Please retype the data in full and exactly; the pictures are not part of the copy.
======
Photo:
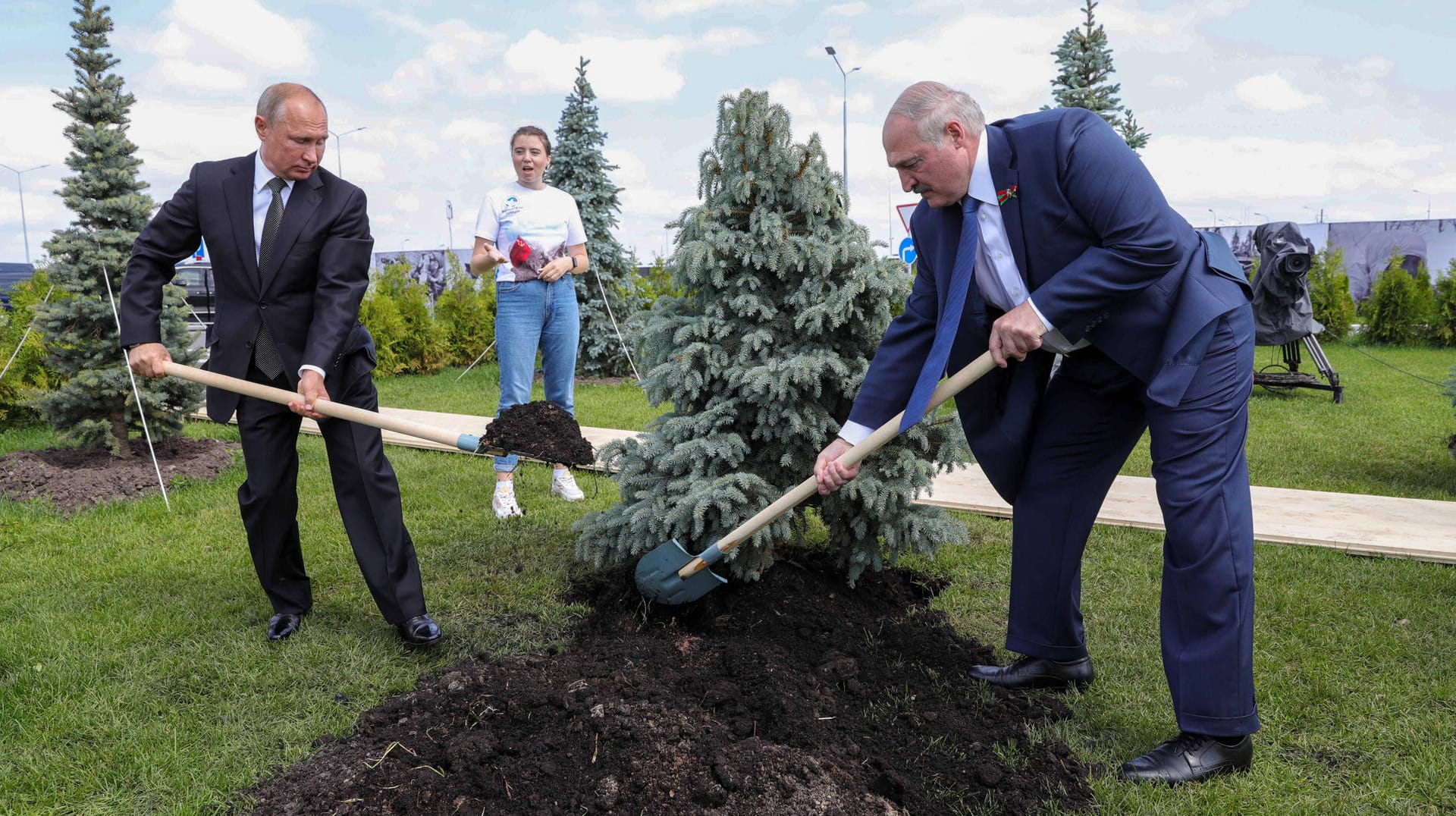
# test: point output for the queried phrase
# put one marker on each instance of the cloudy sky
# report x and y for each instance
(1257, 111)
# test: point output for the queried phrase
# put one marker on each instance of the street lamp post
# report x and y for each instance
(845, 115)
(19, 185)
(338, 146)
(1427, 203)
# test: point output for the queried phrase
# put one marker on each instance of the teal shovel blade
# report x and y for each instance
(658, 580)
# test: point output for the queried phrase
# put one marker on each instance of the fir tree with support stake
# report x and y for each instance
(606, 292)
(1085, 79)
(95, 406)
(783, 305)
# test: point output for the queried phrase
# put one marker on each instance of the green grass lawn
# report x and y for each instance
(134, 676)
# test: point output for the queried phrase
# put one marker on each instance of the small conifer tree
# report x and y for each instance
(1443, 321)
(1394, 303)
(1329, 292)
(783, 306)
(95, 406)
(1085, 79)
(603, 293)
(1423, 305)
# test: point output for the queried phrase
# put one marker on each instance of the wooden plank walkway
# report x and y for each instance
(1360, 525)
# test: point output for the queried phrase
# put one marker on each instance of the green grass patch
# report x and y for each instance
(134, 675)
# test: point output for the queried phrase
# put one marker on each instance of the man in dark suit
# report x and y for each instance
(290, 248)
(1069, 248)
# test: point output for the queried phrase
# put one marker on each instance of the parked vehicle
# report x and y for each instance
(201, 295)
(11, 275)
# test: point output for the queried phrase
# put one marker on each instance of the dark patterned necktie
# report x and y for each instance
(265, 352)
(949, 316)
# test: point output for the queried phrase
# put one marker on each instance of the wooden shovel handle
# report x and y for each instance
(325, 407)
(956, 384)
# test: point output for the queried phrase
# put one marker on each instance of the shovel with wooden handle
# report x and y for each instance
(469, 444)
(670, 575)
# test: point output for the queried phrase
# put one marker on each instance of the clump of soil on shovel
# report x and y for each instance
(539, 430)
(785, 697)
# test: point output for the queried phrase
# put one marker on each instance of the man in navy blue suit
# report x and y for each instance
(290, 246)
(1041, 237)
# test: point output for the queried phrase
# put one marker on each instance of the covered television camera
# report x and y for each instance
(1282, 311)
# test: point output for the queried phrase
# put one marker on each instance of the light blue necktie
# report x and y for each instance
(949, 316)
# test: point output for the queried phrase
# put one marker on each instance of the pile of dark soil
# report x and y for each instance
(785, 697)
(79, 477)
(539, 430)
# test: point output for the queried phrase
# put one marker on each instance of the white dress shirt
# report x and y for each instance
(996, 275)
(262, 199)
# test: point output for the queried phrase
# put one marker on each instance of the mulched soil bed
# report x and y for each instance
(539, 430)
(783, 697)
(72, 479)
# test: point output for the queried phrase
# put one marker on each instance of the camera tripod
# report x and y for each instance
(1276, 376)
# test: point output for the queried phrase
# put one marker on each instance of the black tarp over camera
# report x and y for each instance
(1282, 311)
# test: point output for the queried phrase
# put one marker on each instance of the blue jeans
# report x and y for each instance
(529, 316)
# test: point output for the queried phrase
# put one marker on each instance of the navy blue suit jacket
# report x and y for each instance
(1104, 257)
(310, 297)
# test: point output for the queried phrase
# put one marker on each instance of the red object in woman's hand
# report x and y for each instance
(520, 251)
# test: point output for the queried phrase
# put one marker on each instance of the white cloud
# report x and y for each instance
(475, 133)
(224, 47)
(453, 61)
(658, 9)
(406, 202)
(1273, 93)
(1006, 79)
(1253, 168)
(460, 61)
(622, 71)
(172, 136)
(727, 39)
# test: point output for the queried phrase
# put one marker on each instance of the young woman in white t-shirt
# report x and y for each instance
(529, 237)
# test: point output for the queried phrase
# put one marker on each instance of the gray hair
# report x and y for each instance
======
__Written response__
Photo:
# test: point output for the queried phrase
# put one marker on each instance of the cloudy sky
# report x and y for each instance
(1257, 111)
# test: point output for the queried phrase
# put one marker on each instance of the street lamp post
# report x and y for each instance
(845, 115)
(19, 185)
(338, 146)
(1427, 203)
# test: point output for the queried phrase
# put one marker on each instance of the teal shovel blade
# report x and y for each instance
(658, 580)
# test: point output for the queried phrase
# put one marker on each instance of the fir tree with support stake
# report x and y for each instance
(606, 292)
(1085, 79)
(95, 406)
(783, 305)
# test: point output for the queried phrase
# put one marker on each instance of the green grass lawn
# report x and y for each instance
(134, 676)
# test: point output for the queried phrase
# put one marker on each instance of the small conifer tree
# report x and y for each instance
(1443, 321)
(1394, 303)
(1329, 292)
(783, 306)
(95, 406)
(1085, 79)
(603, 293)
(1423, 305)
# test: point output for the queried phrase
# put one marker on each instance of the wooden plank walkway
# report x and y for each instance
(1360, 525)
# test: point output for the queried phrase
# put one marker on each instance of the green grass patch
# report x and y for each instance
(134, 675)
# test: point output for the queried phrase
# put one marker on each instance of the man in dark suit
# report x and y for each instance
(290, 248)
(1069, 248)
# test: point output for the queried phrase
# put one marker on each instance of the parked vehicle
# report x and y for each instance
(201, 295)
(11, 275)
# test: point output for the queried phrase
# put one marker on each instance of the dark patterned necktie
# report x and y for each instance
(265, 352)
(949, 316)
# test: point output for the queried phrase
# put one marker on each instance of the wooden shovel handle
# report x and y for each instance
(325, 407)
(956, 384)
# test: point output for the queried phrase
# put one marker on each instance of the shovel with wooden handle
# report x and y for each instance
(469, 444)
(670, 575)
# test: point output for the queried phrase
# put one marker on each instance of the clump of soil on shovel
# report x and y for each instance
(539, 430)
(785, 697)
# test: point output for the queried phrase
# put one marker on each instance of the man in navy blue suit
# report x and y for each instance
(290, 246)
(1041, 237)
# test: point output for the queried phrase
# put one marker on each instance of the covered television camera
# report x and y for each instance
(1282, 311)
# test: point output for the queried phrase
# put one marker on each instance of the light blue necktie
# report x and y for each instance
(949, 316)
# test: point output for the queried phrase
# put one marker on each instance of the pile of dark soil
# report x and y for each instance
(785, 697)
(79, 477)
(539, 430)
# test: point output for the queried phrase
# put one marker on each instance of the white dress shirt
# report x and y for each instance
(996, 275)
(262, 199)
# test: point output for the queried phrase
# put one marker on each instance of the mulched soil bed
# report x and y for each instance
(539, 430)
(783, 697)
(72, 479)
# test: point output for the queried phrase
# put one marker on each instance of the camera tripod
# report x and y for each instance
(1276, 376)
# test: point output for the queried phrase
# put one marker on each instance of the black tarp over camera
# report x and y for each instance
(1282, 311)
# test: point output for the queried phrase
# put one marker on each instance of the blue jeans
# report x and y for each instance
(529, 316)
# test: point output for the queried phrase
# put one marker on each instance of the navy blue suit jacket
# report x and y for each instance
(1104, 257)
(310, 297)
# test: point output for the queried phrase
# put one marker on each instance of the red object in woman's hand
# report x and y for each instance
(520, 251)
# test: point output for the queried phrase
# put one marker on each instance of the white cloud
# report x and y for each instance
(475, 133)
(224, 47)
(453, 61)
(658, 9)
(406, 202)
(1273, 93)
(1006, 79)
(1253, 168)
(460, 61)
(622, 71)
(172, 136)
(727, 39)
# test: point output for the queried phrase
# put one marker on each instance of the young woman in white t-shirt
# report x and y for each instance
(529, 237)
# test: point output for the queried phrase
# put one marker on each instance of the gray hair
# report x and y for each instance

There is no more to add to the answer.